Given instruction: Please return every line below that contains the string "cloud", treating case as significant.

Provided material:
+===+
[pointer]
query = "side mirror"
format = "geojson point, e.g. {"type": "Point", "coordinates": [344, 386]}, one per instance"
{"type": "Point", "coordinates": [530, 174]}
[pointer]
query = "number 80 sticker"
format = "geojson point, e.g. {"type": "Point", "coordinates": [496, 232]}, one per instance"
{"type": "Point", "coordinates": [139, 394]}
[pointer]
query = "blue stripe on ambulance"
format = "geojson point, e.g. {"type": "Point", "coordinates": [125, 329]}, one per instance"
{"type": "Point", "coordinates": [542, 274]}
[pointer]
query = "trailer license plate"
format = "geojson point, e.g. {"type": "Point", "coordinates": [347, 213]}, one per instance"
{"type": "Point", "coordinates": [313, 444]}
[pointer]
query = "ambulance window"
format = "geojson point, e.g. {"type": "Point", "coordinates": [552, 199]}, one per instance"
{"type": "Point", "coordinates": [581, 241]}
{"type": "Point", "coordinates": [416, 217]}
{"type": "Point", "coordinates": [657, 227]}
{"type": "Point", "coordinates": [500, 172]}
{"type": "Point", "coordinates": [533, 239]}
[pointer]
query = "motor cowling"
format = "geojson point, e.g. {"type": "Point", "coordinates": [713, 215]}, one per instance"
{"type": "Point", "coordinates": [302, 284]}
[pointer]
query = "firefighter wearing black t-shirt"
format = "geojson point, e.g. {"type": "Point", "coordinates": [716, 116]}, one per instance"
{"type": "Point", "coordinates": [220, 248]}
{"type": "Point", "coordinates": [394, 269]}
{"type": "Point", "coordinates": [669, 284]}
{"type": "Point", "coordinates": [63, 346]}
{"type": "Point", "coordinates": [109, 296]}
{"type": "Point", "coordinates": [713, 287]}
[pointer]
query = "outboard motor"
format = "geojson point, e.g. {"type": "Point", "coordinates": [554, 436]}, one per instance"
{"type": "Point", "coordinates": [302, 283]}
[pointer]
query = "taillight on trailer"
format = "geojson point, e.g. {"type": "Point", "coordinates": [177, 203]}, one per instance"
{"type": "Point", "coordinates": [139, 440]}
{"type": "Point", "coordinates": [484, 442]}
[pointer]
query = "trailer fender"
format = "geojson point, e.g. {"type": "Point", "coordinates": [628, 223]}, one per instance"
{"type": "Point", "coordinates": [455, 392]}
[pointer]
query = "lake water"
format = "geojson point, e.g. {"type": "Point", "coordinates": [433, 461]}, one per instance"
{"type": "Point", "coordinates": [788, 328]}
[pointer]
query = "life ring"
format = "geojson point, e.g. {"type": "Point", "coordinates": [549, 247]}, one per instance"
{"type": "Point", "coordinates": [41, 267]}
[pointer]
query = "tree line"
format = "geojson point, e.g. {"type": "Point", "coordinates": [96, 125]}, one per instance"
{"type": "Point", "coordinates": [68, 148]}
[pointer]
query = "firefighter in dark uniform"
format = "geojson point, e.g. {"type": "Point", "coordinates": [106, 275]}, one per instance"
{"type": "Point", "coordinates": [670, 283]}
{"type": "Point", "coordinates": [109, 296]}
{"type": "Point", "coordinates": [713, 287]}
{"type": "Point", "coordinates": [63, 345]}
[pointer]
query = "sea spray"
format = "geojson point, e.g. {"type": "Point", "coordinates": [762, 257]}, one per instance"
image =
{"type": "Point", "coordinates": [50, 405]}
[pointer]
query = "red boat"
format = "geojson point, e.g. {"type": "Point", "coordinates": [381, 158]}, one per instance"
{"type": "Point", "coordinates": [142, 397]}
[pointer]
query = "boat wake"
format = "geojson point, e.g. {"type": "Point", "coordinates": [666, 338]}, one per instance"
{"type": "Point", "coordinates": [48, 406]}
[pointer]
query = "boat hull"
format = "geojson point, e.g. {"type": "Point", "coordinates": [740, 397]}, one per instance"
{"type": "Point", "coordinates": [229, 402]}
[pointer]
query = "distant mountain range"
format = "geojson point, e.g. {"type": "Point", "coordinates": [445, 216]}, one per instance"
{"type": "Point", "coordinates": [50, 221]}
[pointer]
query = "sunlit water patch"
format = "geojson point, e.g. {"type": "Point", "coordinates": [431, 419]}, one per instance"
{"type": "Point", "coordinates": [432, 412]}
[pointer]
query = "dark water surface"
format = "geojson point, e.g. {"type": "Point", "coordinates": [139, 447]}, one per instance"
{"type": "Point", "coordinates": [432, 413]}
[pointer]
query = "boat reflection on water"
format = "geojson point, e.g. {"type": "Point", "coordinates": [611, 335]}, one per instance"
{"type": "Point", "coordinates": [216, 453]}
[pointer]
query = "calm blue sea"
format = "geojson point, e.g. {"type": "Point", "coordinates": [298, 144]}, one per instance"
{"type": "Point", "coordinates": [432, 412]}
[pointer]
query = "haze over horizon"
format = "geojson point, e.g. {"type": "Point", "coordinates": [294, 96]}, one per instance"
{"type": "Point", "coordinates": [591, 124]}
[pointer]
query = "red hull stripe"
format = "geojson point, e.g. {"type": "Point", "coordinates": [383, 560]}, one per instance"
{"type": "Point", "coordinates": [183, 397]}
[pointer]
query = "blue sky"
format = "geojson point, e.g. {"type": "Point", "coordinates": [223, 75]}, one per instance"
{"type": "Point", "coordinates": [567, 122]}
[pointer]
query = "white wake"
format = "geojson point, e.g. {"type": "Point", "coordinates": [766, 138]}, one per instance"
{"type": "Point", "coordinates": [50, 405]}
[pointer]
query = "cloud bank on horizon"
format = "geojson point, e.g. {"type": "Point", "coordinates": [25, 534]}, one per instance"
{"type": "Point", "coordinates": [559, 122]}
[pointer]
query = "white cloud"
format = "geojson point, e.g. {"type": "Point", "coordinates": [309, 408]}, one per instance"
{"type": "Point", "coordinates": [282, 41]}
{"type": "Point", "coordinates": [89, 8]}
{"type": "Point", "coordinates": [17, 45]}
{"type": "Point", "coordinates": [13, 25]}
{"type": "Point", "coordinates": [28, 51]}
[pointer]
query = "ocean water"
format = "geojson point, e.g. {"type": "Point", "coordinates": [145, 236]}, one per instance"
+===+
The completed task:
query = "cloud bank on horizon"
query = "white cloud"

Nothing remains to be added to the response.